____ Supplied data

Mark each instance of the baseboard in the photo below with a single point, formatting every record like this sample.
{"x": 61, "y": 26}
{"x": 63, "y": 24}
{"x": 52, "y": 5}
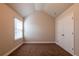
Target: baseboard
{"x": 63, "y": 48}
{"x": 8, "y": 53}
{"x": 39, "y": 42}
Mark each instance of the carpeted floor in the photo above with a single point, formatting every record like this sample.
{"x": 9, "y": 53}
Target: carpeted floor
{"x": 40, "y": 50}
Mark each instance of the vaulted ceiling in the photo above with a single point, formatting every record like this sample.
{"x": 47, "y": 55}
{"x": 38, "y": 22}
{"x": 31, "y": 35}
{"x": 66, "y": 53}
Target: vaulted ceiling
{"x": 53, "y": 9}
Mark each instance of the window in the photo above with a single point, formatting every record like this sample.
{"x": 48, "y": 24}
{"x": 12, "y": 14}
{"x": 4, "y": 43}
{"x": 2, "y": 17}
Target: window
{"x": 18, "y": 29}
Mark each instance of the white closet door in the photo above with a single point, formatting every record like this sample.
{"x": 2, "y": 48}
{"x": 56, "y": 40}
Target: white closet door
{"x": 59, "y": 34}
{"x": 65, "y": 32}
{"x": 69, "y": 32}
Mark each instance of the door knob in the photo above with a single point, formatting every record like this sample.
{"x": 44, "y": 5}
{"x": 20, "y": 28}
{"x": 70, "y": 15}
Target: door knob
{"x": 62, "y": 34}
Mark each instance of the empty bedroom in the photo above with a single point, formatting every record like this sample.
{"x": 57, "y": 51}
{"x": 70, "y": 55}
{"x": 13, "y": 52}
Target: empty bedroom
{"x": 39, "y": 29}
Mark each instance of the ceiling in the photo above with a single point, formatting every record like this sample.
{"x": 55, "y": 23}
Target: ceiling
{"x": 53, "y": 9}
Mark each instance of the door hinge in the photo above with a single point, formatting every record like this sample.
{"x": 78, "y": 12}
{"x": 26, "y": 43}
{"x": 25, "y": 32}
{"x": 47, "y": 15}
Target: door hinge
{"x": 72, "y": 48}
{"x": 72, "y": 33}
{"x": 72, "y": 17}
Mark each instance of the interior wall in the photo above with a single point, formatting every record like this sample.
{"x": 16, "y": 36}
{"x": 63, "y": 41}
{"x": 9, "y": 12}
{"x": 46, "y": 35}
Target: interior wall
{"x": 7, "y": 41}
{"x": 39, "y": 27}
{"x": 76, "y": 17}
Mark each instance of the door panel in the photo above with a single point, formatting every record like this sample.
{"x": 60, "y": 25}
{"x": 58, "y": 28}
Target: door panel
{"x": 64, "y": 32}
{"x": 68, "y": 33}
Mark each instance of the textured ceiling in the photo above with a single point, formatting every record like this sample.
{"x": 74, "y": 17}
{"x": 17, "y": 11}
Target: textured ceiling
{"x": 53, "y": 9}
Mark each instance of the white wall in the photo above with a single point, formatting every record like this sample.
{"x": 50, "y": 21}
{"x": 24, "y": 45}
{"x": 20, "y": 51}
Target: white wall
{"x": 7, "y": 41}
{"x": 39, "y": 27}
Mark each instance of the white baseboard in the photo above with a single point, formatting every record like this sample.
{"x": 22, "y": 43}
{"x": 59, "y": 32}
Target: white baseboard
{"x": 63, "y": 48}
{"x": 6, "y": 54}
{"x": 39, "y": 42}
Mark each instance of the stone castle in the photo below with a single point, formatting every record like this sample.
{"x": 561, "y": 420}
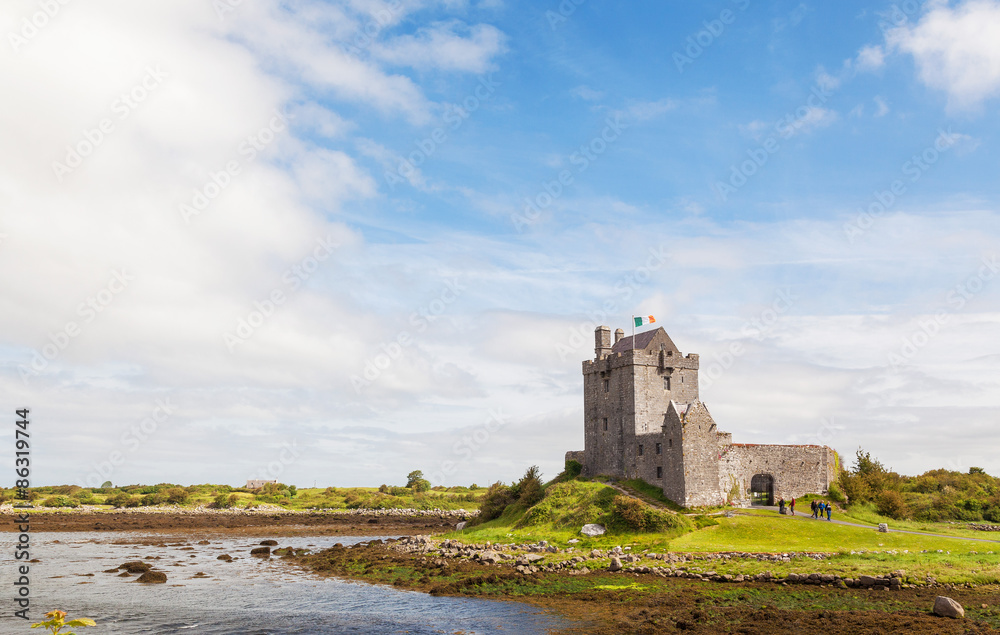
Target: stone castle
{"x": 643, "y": 419}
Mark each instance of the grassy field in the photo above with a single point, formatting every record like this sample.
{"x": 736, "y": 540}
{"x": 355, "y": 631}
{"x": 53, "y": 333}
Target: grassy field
{"x": 858, "y": 550}
{"x": 337, "y": 498}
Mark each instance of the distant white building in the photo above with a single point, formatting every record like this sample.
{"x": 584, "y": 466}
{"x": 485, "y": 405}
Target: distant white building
{"x": 257, "y": 483}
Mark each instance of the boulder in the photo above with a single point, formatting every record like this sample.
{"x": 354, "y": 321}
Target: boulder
{"x": 489, "y": 557}
{"x": 947, "y": 607}
{"x": 158, "y": 577}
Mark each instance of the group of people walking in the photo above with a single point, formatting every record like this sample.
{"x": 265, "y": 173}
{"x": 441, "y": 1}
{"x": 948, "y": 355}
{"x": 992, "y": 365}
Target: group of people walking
{"x": 818, "y": 508}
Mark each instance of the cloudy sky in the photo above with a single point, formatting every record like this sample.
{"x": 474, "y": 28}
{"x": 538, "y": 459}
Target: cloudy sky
{"x": 334, "y": 242}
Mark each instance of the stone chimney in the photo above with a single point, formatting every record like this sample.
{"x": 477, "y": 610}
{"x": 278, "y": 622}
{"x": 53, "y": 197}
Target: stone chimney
{"x": 602, "y": 342}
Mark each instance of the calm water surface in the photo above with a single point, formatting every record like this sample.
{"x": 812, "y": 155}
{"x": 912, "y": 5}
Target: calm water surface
{"x": 249, "y": 595}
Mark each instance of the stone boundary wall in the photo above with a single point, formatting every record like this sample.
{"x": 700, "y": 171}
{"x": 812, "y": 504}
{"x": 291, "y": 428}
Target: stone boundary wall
{"x": 796, "y": 469}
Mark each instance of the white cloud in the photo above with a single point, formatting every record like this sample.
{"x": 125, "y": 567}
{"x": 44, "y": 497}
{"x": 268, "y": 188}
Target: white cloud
{"x": 870, "y": 58}
{"x": 956, "y": 49}
{"x": 814, "y": 118}
{"x": 646, "y": 110}
{"x": 587, "y": 94}
{"x": 882, "y": 107}
{"x": 441, "y": 46}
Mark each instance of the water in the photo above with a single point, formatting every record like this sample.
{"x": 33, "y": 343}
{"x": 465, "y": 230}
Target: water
{"x": 247, "y": 596}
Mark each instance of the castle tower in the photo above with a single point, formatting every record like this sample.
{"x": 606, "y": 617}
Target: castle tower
{"x": 643, "y": 419}
{"x": 628, "y": 389}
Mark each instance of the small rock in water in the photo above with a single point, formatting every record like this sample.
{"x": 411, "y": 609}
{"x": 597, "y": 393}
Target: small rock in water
{"x": 153, "y": 577}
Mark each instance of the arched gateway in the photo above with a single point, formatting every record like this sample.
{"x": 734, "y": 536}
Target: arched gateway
{"x": 762, "y": 489}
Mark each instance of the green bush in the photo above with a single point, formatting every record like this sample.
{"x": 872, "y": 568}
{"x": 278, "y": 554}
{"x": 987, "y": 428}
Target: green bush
{"x": 177, "y": 495}
{"x": 891, "y": 504}
{"x": 122, "y": 499}
{"x": 632, "y": 515}
{"x": 835, "y": 494}
{"x": 573, "y": 469}
{"x": 415, "y": 481}
{"x": 494, "y": 502}
{"x": 225, "y": 501}
{"x": 60, "y": 501}
{"x": 157, "y": 498}
{"x": 529, "y": 488}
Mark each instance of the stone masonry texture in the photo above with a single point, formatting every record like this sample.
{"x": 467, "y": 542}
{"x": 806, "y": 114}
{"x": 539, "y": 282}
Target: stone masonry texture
{"x": 643, "y": 419}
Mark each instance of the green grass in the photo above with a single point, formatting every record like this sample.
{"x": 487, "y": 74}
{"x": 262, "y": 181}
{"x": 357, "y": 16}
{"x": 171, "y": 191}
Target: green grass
{"x": 781, "y": 534}
{"x": 342, "y": 498}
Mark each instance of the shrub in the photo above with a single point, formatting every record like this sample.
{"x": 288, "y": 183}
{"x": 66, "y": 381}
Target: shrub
{"x": 835, "y": 494}
{"x": 415, "y": 480}
{"x": 495, "y": 500}
{"x": 177, "y": 495}
{"x": 573, "y": 469}
{"x": 891, "y": 504}
{"x": 118, "y": 499}
{"x": 630, "y": 514}
{"x": 529, "y": 488}
{"x": 225, "y": 501}
{"x": 60, "y": 501}
{"x": 154, "y": 499}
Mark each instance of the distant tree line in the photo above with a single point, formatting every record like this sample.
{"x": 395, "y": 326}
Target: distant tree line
{"x": 934, "y": 496}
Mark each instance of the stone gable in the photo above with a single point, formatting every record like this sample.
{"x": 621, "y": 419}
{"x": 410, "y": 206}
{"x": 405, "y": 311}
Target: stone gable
{"x": 643, "y": 419}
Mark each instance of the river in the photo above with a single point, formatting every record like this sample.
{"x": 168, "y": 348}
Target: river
{"x": 249, "y": 595}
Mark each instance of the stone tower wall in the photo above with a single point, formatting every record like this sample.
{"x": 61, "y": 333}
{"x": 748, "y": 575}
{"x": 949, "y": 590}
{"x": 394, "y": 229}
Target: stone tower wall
{"x": 701, "y": 458}
{"x": 637, "y": 425}
{"x": 796, "y": 469}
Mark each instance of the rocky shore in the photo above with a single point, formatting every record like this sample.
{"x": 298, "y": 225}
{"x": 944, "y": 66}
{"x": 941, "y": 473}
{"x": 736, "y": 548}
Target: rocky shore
{"x": 615, "y": 591}
{"x": 248, "y": 521}
{"x": 541, "y": 557}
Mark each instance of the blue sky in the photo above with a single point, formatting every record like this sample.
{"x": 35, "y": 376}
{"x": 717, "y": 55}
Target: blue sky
{"x": 335, "y": 242}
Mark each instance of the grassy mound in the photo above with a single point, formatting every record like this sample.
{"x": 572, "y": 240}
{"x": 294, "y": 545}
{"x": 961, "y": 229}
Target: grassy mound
{"x": 570, "y": 504}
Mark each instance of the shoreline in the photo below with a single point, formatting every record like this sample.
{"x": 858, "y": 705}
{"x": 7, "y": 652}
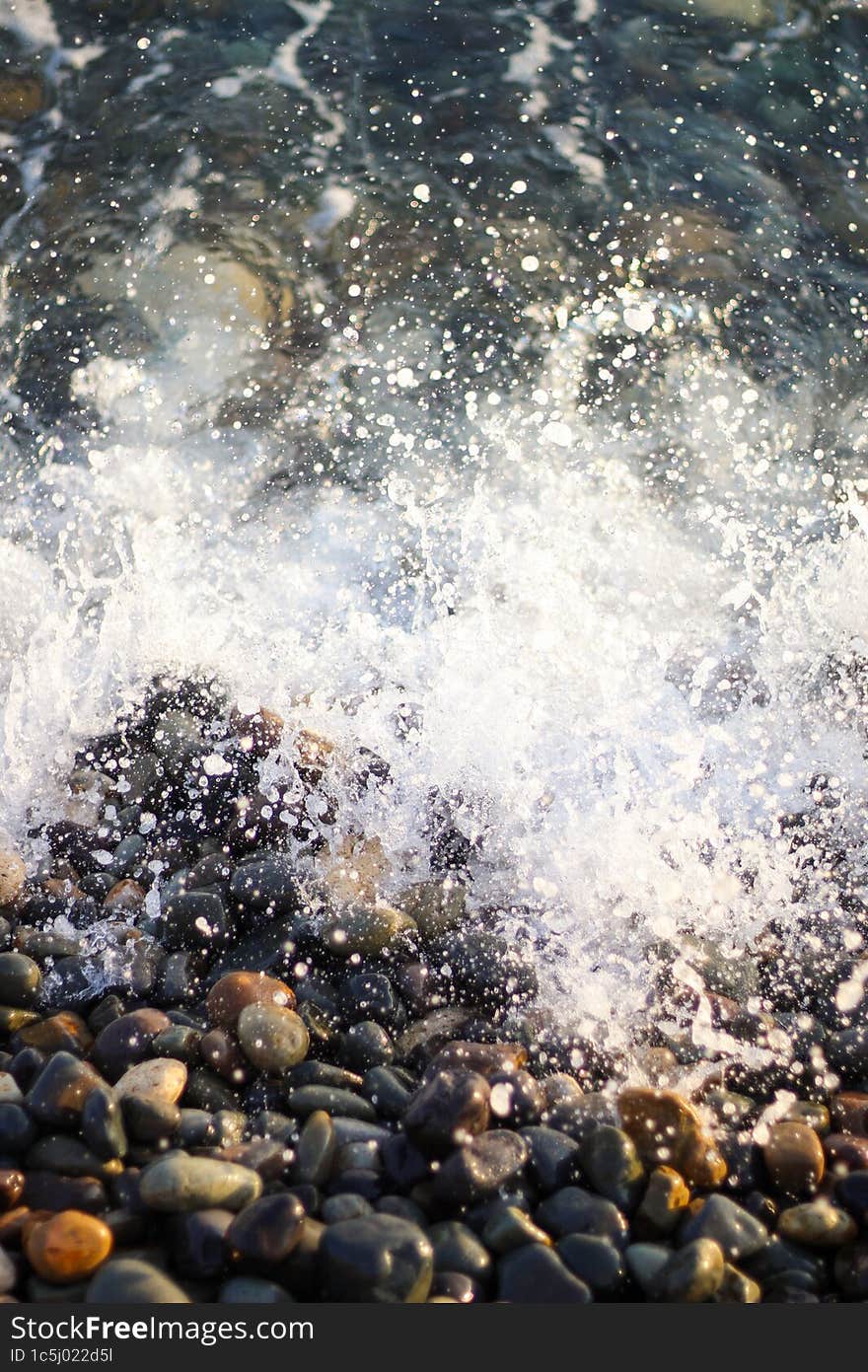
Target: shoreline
{"x": 263, "y": 1087}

________

# Exercise directions:
In the records above, locate the line with "Mark each instance of the river"; output it and each line after it through the last one, exactly, omitting pictures.

# Correct answer:
Mark each instance of the river in the photo above with a single point, formatting every record like this sample.
{"x": 168, "y": 348}
Target: river
{"x": 249, "y": 595}
Mark each instance of the stone tower wall in the photo above with a single point, formatting every record like this sample.
{"x": 61, "y": 333}
{"x": 748, "y": 575}
{"x": 949, "y": 590}
{"x": 394, "y": 229}
Target: stone tower wall
{"x": 701, "y": 458}
{"x": 637, "y": 425}
{"x": 796, "y": 469}
Mark each instance of the rocky shore in the photo above with a single point, formatting every record like this sample.
{"x": 298, "y": 225}
{"x": 944, "y": 66}
{"x": 941, "y": 473}
{"x": 736, "y": 548}
Target: rocky shore
{"x": 615, "y": 591}
{"x": 248, "y": 521}
{"x": 541, "y": 557}
Mark each instance of the blue sky in the photo above with a single point, formatting every record like this sample.
{"x": 35, "y": 376}
{"x": 717, "y": 55}
Target: blue sky
{"x": 335, "y": 242}
Mark each instance of the grassy mound in the photo above with a single point, formatting every record like this sample.
{"x": 572, "y": 240}
{"x": 294, "y": 545}
{"x": 961, "y": 229}
Target: grassy mound
{"x": 570, "y": 504}
Mark each instance of the shoreline in the photo below with a single point, formatting every record like this sample.
{"x": 858, "y": 705}
{"x": 7, "y": 652}
Target: shoreline
{"x": 263, "y": 1087}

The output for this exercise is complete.